- [The input]
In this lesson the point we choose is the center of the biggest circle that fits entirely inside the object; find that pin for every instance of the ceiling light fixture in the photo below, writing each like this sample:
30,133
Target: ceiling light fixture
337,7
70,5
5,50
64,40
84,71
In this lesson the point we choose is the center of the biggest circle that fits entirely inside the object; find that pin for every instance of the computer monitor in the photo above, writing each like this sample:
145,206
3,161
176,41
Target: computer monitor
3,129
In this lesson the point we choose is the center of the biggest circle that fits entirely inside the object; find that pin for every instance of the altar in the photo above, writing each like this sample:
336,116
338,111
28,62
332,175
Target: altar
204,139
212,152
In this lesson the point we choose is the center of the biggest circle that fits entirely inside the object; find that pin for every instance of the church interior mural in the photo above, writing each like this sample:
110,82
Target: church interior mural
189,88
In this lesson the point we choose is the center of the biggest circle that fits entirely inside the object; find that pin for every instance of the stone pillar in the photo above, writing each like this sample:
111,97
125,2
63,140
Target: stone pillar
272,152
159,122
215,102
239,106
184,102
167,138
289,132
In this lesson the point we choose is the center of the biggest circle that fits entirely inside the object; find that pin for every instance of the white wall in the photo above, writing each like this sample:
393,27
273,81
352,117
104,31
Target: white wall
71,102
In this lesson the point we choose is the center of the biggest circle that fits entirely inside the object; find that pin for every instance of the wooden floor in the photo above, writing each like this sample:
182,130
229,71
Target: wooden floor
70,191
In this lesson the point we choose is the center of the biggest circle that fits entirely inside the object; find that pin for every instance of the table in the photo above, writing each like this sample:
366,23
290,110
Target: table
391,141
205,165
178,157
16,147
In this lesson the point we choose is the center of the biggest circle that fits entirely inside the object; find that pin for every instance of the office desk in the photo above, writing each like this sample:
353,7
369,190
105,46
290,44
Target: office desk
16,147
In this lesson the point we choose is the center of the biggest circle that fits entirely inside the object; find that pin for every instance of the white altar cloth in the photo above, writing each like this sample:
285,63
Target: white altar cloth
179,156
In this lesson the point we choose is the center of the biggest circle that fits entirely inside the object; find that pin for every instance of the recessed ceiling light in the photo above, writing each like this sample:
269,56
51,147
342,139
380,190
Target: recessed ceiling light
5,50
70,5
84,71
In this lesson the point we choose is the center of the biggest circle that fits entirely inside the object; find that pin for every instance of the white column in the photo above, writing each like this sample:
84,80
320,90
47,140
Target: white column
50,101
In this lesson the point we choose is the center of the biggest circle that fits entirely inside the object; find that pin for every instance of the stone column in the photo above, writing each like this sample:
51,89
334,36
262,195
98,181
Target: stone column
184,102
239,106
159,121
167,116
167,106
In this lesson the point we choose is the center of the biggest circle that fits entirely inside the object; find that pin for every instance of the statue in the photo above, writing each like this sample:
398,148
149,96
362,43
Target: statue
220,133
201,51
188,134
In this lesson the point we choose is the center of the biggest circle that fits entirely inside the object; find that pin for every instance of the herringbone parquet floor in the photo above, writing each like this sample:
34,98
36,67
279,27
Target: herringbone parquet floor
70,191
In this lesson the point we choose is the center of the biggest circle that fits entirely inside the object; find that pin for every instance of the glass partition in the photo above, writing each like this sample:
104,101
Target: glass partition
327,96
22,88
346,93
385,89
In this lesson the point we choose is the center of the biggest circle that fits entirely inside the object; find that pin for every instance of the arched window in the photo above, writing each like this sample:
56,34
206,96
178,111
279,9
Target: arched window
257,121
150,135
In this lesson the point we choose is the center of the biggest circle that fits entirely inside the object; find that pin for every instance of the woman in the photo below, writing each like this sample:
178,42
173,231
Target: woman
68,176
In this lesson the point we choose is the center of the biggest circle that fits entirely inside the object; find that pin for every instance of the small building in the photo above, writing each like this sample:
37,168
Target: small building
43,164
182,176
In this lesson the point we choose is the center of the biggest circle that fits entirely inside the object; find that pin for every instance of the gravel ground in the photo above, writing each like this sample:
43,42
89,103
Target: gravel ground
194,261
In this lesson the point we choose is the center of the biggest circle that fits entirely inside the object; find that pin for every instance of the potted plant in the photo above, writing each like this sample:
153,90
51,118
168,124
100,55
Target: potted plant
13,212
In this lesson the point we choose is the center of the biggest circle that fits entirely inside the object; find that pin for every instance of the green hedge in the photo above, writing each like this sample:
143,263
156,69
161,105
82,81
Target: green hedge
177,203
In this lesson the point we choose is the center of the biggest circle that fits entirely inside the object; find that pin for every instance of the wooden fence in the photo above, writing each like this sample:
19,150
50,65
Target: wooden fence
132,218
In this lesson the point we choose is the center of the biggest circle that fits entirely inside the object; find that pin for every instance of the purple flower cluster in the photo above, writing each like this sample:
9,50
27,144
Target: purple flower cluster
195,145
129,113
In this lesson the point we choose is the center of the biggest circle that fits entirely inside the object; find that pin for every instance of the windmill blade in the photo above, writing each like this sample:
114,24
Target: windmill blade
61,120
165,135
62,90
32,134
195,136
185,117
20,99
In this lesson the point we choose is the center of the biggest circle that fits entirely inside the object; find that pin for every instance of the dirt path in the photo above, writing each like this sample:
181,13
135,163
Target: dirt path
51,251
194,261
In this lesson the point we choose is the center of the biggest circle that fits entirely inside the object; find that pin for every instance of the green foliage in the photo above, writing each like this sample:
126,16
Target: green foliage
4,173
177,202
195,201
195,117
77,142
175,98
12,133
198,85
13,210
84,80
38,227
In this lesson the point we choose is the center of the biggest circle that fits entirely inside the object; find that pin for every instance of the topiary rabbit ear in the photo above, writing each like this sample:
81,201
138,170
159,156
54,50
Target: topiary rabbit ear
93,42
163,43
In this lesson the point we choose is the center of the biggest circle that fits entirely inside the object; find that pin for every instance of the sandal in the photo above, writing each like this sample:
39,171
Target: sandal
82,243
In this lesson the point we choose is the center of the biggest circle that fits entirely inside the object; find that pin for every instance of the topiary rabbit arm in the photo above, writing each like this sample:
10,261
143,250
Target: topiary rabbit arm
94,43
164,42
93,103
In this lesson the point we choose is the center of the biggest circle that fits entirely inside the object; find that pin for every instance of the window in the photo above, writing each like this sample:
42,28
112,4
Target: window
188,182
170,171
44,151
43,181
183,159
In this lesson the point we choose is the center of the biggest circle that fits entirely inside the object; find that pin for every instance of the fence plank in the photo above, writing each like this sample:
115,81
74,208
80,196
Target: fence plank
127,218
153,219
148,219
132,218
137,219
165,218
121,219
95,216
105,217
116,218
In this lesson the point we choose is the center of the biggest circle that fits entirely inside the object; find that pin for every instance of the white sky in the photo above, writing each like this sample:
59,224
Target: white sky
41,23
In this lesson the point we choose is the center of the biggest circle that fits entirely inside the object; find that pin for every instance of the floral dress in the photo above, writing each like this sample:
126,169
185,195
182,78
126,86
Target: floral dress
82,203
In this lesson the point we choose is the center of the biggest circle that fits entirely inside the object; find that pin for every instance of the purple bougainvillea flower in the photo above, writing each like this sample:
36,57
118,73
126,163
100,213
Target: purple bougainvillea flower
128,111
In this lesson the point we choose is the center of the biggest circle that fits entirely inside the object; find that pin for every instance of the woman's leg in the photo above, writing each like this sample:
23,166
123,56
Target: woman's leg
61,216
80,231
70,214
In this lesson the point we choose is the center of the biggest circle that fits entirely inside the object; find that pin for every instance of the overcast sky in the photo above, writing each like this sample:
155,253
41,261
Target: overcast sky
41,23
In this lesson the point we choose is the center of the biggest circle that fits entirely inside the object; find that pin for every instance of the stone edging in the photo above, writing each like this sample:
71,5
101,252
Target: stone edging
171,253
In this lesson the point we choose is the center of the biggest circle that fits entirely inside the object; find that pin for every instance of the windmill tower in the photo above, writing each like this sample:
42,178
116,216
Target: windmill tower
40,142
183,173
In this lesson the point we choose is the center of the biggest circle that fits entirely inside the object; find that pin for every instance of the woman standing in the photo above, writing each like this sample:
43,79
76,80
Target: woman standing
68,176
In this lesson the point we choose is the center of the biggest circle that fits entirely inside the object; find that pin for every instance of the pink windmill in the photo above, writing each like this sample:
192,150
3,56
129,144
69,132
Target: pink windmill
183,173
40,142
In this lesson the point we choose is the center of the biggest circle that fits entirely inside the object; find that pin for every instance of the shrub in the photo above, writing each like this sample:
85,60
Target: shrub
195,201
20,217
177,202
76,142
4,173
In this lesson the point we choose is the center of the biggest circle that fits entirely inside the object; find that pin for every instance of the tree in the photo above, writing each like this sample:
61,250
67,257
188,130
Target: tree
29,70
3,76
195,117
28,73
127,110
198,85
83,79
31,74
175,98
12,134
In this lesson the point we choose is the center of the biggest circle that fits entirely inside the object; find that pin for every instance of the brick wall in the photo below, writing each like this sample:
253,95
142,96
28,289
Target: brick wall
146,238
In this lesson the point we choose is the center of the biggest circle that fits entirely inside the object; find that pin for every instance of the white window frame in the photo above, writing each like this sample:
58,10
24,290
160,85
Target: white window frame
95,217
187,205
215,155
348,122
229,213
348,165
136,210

- [The task] Using the listing, say how many lines include the word "below", and add nothing else.

- [Result] 3